### Texte choisi
Exercice 12.2 Barrières à l entrée
Étudiez le cas de Google. Pensez-vous que l’entreprise génère des barrières à l’entrée ?
12.6 Concurrence imparfaite
À partir du début du 19e siècle, les prises des pêcheurs de l’Atlantique débarquées au port de New York étaient vendues aux restaurateurs et aux commerçants sur le marché aux poissons de Fulton, à Manhattan (en 2005, le marché a été relocalisé dans le Bronx). Ce marché reste le plus important marché de poissons frais aux États-Unis, bien que les poissons soient maintenant acheminés par transport routier ou aérien.
Kathryn Graddy, une économiste spécialisée dans la manière dont les prix sont fixés, a étudié le marché aux poissons de Fulton.2 3
Les revendeurs n’affichent pas les prix. À la place, les clients peuvent inspecter le poisson et demander un prix avant de prendre leur décision, faisant de ce marché aux poissons un marché qui semble encourager la concurrence. Il y avait environ 35 vendeurs, dont les stands proches les uns des autres permettaient aux clients d’observer facilement la quantité et la qualité des poissons disponibles et de demander leurs prix à plusieurs vendeurs. Elle a enregistré le détail de 3 357 ventes de merlan effectuées par un vendeur, incluant le prix, la quantité et la qualité du poisson, ainsi que les caractéristiques des acheteurs.
Évidemment, les prix enregistrés n’étaient pas identiques pour toutes les transactions : d’un jour à l’autre, la qualité variait et l’offre de poisson changeait.
En revanche, elle trouva de manière surprenante que les acheteurs de type asiatique payaient en moyenne environ 7 % de moins que les acheteurs blancs (tous les vendeurs étaient blancs). Il semblait ne pas y avoir de différence entre les transactions impliquant des acheteurs blancs ou des acheteurs asiatiques qui aurait permis d’expliquer la différence de prix.
Comment expliquer ce phénomène ? Si l’un des vendeurs décidait de fixer des prix élevés pour les acheteurs blancs, pourquoi les autres vendeurs n’essayaient-ils pas d’attirer ces acheteurs vers leur propre stand en offrant des prix de vente plus faibles ? Comme pour le marché au blé, nous nous attendons à ce que la plupart des transactions aient lieu à des prix semblables.

### Données présentées
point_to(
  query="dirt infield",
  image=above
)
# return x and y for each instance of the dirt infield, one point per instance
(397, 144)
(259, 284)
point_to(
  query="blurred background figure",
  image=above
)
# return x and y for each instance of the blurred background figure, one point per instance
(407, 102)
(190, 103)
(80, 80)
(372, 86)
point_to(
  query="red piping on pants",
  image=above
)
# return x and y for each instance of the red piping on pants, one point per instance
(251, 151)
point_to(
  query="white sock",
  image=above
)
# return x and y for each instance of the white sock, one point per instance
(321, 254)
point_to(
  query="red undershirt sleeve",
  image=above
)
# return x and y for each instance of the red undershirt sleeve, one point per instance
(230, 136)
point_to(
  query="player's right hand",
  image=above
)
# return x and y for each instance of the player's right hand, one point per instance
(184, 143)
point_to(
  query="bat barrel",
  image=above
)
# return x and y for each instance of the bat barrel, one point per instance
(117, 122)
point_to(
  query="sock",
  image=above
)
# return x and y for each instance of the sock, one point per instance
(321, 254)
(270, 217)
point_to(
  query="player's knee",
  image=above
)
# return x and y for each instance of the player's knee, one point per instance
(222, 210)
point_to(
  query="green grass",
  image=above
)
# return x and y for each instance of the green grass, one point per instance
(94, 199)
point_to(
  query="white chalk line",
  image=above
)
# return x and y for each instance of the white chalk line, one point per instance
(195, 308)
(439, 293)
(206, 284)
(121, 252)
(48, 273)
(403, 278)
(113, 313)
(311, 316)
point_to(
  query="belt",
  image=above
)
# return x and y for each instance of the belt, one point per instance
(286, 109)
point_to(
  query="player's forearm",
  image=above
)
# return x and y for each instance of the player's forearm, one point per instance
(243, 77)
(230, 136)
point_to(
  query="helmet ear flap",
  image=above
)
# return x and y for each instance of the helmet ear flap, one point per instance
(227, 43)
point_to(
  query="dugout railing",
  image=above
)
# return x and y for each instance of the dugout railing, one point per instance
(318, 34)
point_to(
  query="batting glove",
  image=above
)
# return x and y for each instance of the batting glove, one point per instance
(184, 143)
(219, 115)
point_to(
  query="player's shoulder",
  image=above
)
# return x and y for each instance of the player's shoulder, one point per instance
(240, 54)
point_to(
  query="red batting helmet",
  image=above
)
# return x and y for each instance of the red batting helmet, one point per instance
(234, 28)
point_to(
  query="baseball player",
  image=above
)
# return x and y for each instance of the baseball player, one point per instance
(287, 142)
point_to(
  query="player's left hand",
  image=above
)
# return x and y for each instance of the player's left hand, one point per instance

### Objectif 1
D'après le texte sur le marché aux poissons de Fulton, combien de ventes de merlan Kathryn Graddy a-t-elle enregistrées ?
### Objectif 2
Recopiez le passage du texte sur le marché aux poissons de Fulton qui s'ouvre sur les mots « 12.6 Concurrence imparfaite » et se clôt sur « routier ou aérien. ».

### Réponse complète 1
Elle a enregistré 3 357 ventes de merlan, toutes effectuées par un même vendeur.

### Réponse complète 2
12.6 Concurrence imparfaite
À partir du début du 19e siècle, les prises des pêcheurs de l’Atlantique débarquées au port de New York étaient vendues aux restaurateurs et aux commerçants sur le marché aux poissons de Fulton, à Manhattan (en 2005, le marché a été relocalisé dans le Bronx). Ce marché reste le plus important marché de poissons frais aux États-Unis, bien que les poissons soient maintenant acheminés par transport routier ou aérien.